__Task requirements__: Reproduce the lines from the one containing "of building through" through the end of the records, substituting "mark" for every occurrence of "tag" and leaving everything else unchanged.

>> START Data shown

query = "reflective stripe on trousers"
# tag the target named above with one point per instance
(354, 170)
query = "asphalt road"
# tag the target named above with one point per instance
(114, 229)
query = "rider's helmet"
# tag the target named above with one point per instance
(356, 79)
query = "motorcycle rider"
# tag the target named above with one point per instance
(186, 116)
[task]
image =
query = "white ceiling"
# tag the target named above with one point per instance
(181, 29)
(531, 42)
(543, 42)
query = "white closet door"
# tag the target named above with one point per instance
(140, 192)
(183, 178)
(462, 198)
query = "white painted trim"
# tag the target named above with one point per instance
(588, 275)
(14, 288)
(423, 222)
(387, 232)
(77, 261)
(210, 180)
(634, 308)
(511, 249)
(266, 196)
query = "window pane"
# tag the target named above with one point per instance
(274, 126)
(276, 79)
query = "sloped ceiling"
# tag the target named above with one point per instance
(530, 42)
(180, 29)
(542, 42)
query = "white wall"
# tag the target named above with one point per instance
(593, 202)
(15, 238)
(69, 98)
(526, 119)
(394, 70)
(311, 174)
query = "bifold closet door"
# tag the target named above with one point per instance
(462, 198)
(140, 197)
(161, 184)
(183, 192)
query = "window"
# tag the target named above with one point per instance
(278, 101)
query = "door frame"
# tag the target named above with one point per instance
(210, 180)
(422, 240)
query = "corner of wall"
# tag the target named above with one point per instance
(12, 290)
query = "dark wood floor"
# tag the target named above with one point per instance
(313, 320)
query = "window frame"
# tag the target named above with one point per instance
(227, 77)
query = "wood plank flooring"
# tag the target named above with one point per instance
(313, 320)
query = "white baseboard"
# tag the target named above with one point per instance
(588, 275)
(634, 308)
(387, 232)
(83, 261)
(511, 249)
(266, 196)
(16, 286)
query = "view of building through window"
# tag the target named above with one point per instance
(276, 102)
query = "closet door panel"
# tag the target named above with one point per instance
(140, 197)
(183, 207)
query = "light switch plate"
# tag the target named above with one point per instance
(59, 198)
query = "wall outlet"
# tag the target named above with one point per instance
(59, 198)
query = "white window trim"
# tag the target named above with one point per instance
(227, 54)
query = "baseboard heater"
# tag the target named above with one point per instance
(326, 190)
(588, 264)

>> END Data shown

__Answer to this problem__:
query = "view of building through window"
# mark the target named above with one point per instance
(276, 102)
query = "closet door panel"
# mark the target named above with one point per instance
(140, 197)
(183, 207)
query = "light switch plate"
# mark the target named above with one point per instance
(59, 198)
query = "wall outlet"
# mark the target named above with one point per instance
(59, 198)
query = "white window trim"
# mark the target named above with one point per instance
(227, 54)
query = "baseboard heater"
# mark the target named above with one point per instance
(326, 190)
(588, 264)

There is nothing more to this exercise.